*Region pointing data*
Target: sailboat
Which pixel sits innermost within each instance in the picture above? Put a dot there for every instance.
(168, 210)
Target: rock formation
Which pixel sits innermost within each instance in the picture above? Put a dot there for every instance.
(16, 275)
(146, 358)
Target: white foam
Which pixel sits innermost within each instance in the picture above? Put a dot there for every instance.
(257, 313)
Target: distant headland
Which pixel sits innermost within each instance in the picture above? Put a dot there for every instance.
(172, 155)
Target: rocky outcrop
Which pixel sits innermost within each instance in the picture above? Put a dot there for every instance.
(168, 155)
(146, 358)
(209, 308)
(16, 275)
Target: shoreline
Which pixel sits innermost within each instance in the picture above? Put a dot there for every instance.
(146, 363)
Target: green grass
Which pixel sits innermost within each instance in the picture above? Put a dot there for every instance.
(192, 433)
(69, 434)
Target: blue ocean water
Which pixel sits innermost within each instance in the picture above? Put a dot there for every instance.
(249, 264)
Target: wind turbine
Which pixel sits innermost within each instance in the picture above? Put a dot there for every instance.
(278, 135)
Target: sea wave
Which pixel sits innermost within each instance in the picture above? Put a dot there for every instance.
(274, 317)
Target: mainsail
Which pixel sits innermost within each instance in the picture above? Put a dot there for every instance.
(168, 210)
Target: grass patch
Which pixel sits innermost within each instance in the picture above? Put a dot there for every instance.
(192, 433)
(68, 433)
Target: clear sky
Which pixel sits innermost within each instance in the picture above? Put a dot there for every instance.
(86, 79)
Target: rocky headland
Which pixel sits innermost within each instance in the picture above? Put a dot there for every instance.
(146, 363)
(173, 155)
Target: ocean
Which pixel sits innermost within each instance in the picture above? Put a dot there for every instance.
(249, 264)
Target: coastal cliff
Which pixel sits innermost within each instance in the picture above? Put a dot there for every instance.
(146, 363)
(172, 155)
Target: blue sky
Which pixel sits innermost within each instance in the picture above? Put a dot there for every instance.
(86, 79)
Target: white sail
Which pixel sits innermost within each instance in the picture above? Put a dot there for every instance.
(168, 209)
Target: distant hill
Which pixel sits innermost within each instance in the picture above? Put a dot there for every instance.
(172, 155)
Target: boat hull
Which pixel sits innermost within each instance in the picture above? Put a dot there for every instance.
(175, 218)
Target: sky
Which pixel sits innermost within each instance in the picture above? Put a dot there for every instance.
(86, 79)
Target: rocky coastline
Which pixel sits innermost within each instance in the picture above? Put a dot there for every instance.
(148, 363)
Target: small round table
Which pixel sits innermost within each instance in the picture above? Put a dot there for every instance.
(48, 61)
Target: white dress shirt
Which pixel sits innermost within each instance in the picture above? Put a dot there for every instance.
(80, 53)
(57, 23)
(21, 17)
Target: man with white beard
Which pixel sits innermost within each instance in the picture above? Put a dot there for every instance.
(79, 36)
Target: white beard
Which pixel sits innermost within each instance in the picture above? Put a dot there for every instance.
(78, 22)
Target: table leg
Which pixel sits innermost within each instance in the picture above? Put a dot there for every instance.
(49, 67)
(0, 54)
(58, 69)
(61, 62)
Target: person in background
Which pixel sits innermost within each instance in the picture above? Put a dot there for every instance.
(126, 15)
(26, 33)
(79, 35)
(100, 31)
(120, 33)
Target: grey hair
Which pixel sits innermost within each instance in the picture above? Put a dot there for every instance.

*Assigned task*
Please tally the lines above that contain "table" and report nothing but the total.

*The completed task*
2